__Daftar Tugas__
a) Terjemahkan kalimat "Karena itu mencintai Nabi adalah bagian dari keimanan." dari teks tentang akhlak Nabi Muhammad ke dalam bahasa Inggris.
b) Salin tanpa perubahan bagian teks tentang akhlak Nabi Muhammad dari "Seberapa penting umat" sampai dengan "bagian dari keimanan.", termasuk kata-kata penutup itu.
c) Teruskan teks wawancara tentang akhlak Nabi Muhammad, dimulai setelah kalimat terakhirnya.

__Teks yang Diberikan__
—————

Salahkah Umat Islam Marah Saat Nabi Muhammad Dihina?


 Akhlak Nabi Muhammad SAW merupakan sumber acuan utama bagi umat Islam. Meneladan akhlak beliau sudah sepatutnya dilakukan umat Islam, terlebih di tengah fenomena Islamofobia seperti penerbitan kartun Nabi masih memperdaya masyarakat global.


Untuk mengetahui lebih jauh mengenai akhlak Nabi dan bagaimana sikap beliau dalam menghadapi orang-orang yang menista dan membenci, Wartawati Republika.co.id, Imas Damayanti, mewawancarai Ketua Umum Rabithah Alawiyah Habib Zen bin Smith lewat surat elektronik, Selasa (27/10). Berikut kutipannya.


Seberapa penting umat Islam untuk mencintai Nabi Muhammad?


Bagi seorang Muslim nikmat yang terbesar adalah dijadikannya kita menjadi seorang beriman. Kita tidak akan menjadi orang yang beriman dan mengenal Islam jika Allah SWT tidak menciptakan manusia yang termulia yaitu Nabi Besar Muhammad SAW. Kemudian Allah mendidiknya dan menjadikan beliau Nabi dan Rasul akhir zaman. Karena itu mencintai Nabi adalah bagian dari keimanan.


Dalam sebuah hadits yang diriwayatkan Abu Hurairah, Rasulullah SAW bersabda: “Demi yang jiwaku berada ditangan-Nya, seorang diantara kalian tidaklah beriman, sehingga aku lebih dia cintai dari kedua orang tua maupun anaknya." Hadis ini diriwayatkan Imam Bukhari.


Nabi Muhammad adalah seorang manusia pilihan, bukan manusia biasa, beliau adalah seorang manusia, tetapi bukan sembarang manusia. Di situ dimunculkan sisi kemanusiannya atau basyariah. Namun, kita harus sadar seorang manusia yang dipuji bukan lagi oleh manusia biasa tetapi oleh Allah yang menciptakannya.


Bagaimana gambaran mengenai akhlak Nabi?


Islam mengajarkan kebaikan akhlak dan kesantunan dalam berinteraksi baik dengan sesama manusia Muslim maupun non-Muslim, tetapi Islam juga mengajarkan ketegasan dalam menjaga akidah dan menjaga iman dalam sanubari kita.

—————

__Bahan yang Tersedia__
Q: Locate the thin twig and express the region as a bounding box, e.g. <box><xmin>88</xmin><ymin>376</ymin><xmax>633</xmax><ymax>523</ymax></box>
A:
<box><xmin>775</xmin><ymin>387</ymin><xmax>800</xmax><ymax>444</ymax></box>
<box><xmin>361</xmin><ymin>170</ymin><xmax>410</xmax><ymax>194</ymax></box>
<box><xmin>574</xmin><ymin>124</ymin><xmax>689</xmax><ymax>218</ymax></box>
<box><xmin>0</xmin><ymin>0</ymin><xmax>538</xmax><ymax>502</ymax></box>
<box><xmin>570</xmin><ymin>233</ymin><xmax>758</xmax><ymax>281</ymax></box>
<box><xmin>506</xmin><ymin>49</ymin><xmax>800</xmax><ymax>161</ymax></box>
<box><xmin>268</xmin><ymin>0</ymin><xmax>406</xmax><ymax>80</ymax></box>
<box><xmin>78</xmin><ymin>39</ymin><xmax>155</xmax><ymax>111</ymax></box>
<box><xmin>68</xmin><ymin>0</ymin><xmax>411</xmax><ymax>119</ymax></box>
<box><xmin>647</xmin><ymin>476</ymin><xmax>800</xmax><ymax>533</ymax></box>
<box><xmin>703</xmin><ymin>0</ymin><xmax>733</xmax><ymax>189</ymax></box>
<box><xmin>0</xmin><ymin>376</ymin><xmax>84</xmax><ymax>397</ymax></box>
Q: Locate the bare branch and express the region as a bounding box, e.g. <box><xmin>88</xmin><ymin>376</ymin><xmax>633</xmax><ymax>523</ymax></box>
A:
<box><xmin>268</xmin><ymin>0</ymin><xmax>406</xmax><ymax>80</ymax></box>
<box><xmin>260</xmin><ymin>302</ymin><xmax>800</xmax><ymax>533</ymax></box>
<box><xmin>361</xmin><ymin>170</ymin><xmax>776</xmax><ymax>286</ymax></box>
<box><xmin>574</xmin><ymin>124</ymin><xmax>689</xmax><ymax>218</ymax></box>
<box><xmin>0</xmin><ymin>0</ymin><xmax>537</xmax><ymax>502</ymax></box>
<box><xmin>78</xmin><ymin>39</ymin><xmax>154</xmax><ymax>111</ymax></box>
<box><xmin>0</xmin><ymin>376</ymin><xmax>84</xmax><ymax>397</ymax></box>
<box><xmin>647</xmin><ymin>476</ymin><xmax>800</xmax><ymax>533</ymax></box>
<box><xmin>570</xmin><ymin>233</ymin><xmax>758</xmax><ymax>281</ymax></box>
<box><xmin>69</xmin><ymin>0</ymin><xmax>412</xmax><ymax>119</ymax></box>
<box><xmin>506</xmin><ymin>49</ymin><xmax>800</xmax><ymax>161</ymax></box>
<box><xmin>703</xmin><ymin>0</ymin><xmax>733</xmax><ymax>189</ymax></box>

—————

__Jawaban Tiap Tugas__
a) Therefore, loving the Prophet is part of faith.

b)
Seberapa penting umat Islam untuk mencintai Nabi Muhammad?


Bagi seorang Muslim nikmat yang terbesar adalah dijadikannya kita menjadi seorang beriman. Kita tidak akan menjadi orang yang beriman dan mengenal Islam jika Allah SWT tidak menciptakan manusia yang termulia yaitu Nabi Besar Muhammad SAW. Kemudian Allah mendidiknya dan menjadikan beliau Nabi dan Rasul akhir zaman. Karena itu mencintai Nabi adalah bagian dari keimanan.

c)
Dalam Alquran sering Allah SWT memuji Rasulullah SAW, di antaranya dalam salah satu dengan firman Allah dalam surat al-Qalam ayat 4 yang artinya: "Wa innaka lalla khuluqin azhim (Dan sesungguhnya engkau (Muhammad) benar-benar memiliki akhlak yang mulia)." Maka, jika Allah sudah memuji, berarti beliau adalah orang yang harus dipuji oleh umat manusia.


Salahkah jika seorang Muslim marah ketika Nabi Muhammad dihina?


Dalam hadits disebutkan bahwa tidak sempurna iman seseorang jika tidak mencintai Nabi lebih dari ayah bundanya. Lalu, bagaimana kita tidak merasa sakit, jika pribadi yang mulia ini dijadikan olok-olokan oleh pihak lain, hanya dengan dasar menghormati kreativitas yang absurd?


Maka adalah wajib hukumnya bagi seorang Muslim untuk menjaga kehormatan keluarga jika dihina, apalagi ini seorang Nabi akhir zaman kecintaan Allah, yang iman kita juga diukur atas dasar kecintaan kita kepada beliau.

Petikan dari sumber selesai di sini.